#### OBJECTIVE:
Format the records as a Markdown table with columns Row and Line, running from the first line through the line with "[308,493,600,779]". Leave out blank lines.

Coordinate annotation entries
══════

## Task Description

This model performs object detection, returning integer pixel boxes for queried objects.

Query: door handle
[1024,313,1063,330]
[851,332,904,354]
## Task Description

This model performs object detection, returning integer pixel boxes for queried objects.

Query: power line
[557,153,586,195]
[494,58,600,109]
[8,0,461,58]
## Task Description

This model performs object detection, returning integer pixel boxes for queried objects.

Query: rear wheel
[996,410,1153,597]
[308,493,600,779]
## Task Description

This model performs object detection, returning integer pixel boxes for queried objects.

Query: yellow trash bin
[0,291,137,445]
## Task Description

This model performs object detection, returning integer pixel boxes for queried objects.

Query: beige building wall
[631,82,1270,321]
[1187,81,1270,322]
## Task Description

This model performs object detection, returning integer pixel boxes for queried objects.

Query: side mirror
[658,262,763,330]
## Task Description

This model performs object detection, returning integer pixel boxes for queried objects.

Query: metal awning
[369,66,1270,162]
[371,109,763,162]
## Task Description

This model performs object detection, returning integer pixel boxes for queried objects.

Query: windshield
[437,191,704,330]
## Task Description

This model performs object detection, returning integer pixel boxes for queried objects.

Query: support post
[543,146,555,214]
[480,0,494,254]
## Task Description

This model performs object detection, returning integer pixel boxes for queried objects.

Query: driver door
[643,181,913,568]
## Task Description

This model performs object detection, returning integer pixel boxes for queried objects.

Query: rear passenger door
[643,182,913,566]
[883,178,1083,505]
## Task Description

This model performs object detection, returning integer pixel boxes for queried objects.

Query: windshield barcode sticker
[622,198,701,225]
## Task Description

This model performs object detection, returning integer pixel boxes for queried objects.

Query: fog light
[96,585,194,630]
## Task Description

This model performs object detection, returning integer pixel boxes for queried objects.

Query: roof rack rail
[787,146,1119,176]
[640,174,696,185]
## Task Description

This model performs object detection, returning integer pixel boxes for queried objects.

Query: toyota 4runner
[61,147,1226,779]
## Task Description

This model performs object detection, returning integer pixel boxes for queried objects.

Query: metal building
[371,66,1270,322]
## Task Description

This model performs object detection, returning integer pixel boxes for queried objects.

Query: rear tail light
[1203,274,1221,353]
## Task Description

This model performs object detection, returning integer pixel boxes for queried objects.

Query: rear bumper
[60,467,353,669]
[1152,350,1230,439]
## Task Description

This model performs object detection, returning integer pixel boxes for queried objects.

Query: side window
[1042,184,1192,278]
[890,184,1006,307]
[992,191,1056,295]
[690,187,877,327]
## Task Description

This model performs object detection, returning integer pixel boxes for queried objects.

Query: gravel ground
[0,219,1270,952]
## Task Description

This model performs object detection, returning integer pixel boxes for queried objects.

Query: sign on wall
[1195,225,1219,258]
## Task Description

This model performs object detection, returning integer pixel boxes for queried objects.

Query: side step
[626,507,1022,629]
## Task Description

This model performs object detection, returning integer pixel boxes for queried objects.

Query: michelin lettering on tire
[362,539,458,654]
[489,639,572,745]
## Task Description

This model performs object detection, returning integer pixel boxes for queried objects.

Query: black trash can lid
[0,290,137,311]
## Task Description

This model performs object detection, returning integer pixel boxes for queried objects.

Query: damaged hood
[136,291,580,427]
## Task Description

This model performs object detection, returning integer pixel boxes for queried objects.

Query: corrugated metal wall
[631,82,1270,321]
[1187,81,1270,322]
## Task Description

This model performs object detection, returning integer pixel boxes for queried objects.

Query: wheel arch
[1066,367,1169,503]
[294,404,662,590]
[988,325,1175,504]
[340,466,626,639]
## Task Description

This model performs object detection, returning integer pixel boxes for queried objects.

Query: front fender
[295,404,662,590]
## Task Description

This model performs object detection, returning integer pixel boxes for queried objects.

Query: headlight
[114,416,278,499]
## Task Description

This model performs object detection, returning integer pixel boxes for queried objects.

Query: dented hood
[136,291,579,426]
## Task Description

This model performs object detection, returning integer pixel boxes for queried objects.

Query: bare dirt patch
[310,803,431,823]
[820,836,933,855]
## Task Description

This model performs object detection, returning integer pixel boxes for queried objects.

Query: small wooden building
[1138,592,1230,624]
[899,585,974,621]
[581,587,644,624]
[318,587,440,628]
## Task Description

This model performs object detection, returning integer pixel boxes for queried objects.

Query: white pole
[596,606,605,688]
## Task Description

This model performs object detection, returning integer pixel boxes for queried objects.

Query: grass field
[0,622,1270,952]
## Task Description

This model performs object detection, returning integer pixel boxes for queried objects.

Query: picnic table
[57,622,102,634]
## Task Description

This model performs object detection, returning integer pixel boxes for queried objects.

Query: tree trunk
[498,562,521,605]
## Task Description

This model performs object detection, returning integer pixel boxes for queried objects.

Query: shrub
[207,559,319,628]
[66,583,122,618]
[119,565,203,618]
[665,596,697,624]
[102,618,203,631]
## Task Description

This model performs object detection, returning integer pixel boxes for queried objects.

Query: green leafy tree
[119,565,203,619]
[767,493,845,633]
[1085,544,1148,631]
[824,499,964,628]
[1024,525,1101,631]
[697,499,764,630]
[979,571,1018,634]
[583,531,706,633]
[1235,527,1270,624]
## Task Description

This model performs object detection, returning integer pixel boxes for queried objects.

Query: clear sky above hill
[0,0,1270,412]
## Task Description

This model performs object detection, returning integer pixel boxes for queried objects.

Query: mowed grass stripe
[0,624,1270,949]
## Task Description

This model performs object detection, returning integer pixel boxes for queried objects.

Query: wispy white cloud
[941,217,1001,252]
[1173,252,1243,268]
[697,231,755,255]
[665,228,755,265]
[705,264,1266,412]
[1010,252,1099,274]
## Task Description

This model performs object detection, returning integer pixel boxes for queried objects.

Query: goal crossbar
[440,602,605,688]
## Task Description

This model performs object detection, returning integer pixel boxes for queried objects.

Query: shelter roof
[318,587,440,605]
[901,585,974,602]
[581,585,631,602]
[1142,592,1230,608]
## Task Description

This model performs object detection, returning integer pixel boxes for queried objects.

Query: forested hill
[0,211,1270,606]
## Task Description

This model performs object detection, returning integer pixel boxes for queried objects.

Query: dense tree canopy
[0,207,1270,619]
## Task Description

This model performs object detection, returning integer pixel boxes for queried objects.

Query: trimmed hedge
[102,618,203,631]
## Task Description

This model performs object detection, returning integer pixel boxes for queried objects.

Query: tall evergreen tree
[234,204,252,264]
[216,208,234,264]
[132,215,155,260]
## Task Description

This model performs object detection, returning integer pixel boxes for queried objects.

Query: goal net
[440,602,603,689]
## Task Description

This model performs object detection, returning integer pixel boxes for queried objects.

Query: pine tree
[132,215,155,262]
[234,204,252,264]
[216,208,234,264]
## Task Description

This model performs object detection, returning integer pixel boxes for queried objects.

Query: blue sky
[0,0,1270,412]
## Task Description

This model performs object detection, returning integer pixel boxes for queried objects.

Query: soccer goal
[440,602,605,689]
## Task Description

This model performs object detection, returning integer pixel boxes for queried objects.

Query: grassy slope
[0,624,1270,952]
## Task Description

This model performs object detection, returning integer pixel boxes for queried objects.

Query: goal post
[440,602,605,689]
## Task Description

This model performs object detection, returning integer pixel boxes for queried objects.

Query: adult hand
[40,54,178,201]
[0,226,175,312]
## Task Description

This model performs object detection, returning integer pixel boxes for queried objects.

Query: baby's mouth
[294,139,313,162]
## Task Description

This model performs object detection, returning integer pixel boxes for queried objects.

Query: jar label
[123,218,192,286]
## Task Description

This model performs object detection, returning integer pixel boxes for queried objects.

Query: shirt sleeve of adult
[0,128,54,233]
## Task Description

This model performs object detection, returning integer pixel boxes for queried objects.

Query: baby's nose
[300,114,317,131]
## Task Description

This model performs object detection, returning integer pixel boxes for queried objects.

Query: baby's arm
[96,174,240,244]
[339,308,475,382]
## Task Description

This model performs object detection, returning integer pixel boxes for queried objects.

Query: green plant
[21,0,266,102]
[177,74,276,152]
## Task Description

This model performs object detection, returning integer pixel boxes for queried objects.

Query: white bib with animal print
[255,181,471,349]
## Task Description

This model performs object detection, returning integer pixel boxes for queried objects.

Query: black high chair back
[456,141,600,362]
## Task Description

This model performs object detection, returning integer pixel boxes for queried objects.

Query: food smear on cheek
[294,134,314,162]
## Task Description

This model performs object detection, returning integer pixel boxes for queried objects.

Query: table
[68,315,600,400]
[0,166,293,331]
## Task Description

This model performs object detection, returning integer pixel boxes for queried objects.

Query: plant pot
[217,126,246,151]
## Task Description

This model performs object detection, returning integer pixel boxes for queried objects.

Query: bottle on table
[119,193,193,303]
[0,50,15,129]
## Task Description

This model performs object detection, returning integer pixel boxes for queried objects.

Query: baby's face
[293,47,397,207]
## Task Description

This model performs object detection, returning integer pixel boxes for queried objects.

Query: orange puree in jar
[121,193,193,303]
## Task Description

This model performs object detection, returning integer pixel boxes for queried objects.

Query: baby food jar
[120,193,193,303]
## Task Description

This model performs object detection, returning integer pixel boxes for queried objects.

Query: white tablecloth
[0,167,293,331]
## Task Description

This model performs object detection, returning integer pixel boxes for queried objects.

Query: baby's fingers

══════

#### RESULT OF THE TASK:
| Row | Line |
|---|---|
| 1 | ## Task Description |
| 2 | This model performs object detection, returning integer pixel boxes for queried objects. |
| 3 | Query: door handle |
| 4 | [1024,313,1063,330] |
| 5 | [851,332,904,354] |
| 6 | ## Task Description |
| 7 | This model performs object detection, returning integer pixel boxes for queried objects. |
| 8 | Query: power line |
| 9 | [557,153,586,195] |
| 10 | [494,58,600,109] |
| 11 | [8,0,461,58] |
| 12 | ## Task Description |
| 13 | This model performs object detection, returning integer pixel boxes for queried objects. |
| 14 | Query: rear wheel |
| 15 | [996,410,1153,597] |
| 16 | [308,493,600,779] |